Оформите все строки приведенного ниже материала в виде нумерованного списка, опустив пустые строки.

-------- Исходные данные

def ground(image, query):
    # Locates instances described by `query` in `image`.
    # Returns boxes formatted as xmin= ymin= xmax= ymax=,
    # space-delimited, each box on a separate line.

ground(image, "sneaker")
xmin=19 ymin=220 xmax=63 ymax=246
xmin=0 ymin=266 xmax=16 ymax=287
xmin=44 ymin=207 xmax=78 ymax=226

----------------

= Результат выполнения =
1. def ground(image, query):
2.     # Locates instances described by `query` in `image`.
3.     # Returns boxes formatted as xmin= ymin= xmax= ymax=,
4.     # space-delimited, each box on a separate line.
5. ground(image, "sneaker")
6. xmin=19 ymin=220 xmax=63 ymax=246
7. xmin=0 ymin=266 xmax=16 ymax=287
8. xmin=44 ymin=207 xmax=78 ymax=226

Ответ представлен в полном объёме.